課題 A:
本文のうち、「今回の検討会は、やはり昨日9」で始まり「考え方の部分かと思われます.」で終わる部分を、一字一句変えずに書き写してください。
課題 B:
本文の「10日、注目の一般用医薬品」で始まる段落を、主な事実を残したまま、より短い文章に書き直してください。

本文:
^^^^^^^^^^^^^^^^
第8回一般用医薬品のインターネット販売に関するルールの検討会

 10日、注目の一般用医薬品のインターネット販売等のルール作りを行う8回目の検討会が開催されています。(今後記事更新する場合があります。詳しい状況は、下記実況ツイートまとめと今後の報道でご確認下さい。)

第8回一般用医薬品のインターネット販売等の新たなルールに関する検討会 資料
(厚労省 2013.05.10 開催)
http://www.mhlw.go.jp/stf/shingi/2r98520000031khv.html

 前回は実況がされませんでしたが、今回はいつもの傍聴されたと思われる方がやりとりの一部をツイート(https://twitter.com/hideharus)しています。

厚生労働省:一般用医薬品のインターネット販売等の新たなルールに関する検討会
(第8回・2013/05/10)実況ツイ―ト
http://togetter.com/li/500607

 今回の検討会は、やはり昨日9日の各紙報道(→TOPICS 2013.05.09)の真偽について事務局に問いただすことから始まっています。

 報道で取り上げられたのは、下記事務局たたき台(案)18ページにある、「一般用医薬品のインターネット販売等のルールについて~安全性確保のための方策について」の基本的な考え方の部分かと思われます.
^^^^^^^^^^^^^^^^
提供データ:

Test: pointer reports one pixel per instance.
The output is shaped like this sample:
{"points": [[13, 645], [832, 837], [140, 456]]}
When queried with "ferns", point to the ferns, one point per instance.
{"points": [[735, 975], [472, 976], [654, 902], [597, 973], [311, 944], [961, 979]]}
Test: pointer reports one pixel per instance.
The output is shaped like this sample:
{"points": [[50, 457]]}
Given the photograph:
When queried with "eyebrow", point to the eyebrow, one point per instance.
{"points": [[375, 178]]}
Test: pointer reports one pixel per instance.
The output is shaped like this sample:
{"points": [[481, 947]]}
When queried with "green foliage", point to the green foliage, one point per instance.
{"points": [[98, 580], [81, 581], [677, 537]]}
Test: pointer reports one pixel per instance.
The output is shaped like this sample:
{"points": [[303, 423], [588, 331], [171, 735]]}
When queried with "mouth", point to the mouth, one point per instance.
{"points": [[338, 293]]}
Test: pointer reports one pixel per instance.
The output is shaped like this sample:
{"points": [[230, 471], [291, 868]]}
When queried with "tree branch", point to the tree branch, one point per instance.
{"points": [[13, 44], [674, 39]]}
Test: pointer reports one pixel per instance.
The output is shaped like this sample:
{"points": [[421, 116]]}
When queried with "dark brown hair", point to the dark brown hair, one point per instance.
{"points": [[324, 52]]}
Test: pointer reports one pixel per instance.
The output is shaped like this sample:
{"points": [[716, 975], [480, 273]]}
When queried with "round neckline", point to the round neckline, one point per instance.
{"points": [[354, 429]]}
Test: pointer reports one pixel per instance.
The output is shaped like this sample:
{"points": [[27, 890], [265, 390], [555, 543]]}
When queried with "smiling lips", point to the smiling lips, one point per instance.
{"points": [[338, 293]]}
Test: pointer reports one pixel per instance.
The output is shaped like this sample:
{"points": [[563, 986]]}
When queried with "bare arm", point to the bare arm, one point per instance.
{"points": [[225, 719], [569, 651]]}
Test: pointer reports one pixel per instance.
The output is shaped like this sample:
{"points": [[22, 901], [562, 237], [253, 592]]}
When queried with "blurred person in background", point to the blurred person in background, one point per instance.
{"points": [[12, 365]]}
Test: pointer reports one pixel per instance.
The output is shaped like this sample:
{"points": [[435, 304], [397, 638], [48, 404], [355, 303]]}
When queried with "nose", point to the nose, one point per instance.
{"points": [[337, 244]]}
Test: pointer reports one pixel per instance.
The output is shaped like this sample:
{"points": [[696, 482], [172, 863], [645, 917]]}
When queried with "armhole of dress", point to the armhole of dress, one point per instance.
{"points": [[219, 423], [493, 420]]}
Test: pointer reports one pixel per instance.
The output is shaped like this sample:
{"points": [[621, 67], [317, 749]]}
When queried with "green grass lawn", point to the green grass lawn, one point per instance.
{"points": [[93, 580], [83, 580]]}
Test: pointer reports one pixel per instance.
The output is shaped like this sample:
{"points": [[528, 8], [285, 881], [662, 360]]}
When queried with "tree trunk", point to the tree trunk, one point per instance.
^^^^^^^^^^^^^^^^
解答欄 A:
今回の検討会は、やはり昨日9日の各紙報道(→TOPICS 2013.05.09)の真偽について事務局に問いただすことから始まっています。

 報道で取り上げられたのは、下記事務局たたき台(案)18ページにある、「一般用医薬品のインターネット販売等のルールについて~安全性確保のための方策について」の基本的な考え方の部分かと思われます.

解答欄 B:
10日、一般用医薬品のインターネット販売等のルールを検討する第8回検討会が開催された。記事は今後更新される場合があり、詳しい状況は実況ツイートまとめと今後の報道で確認できる。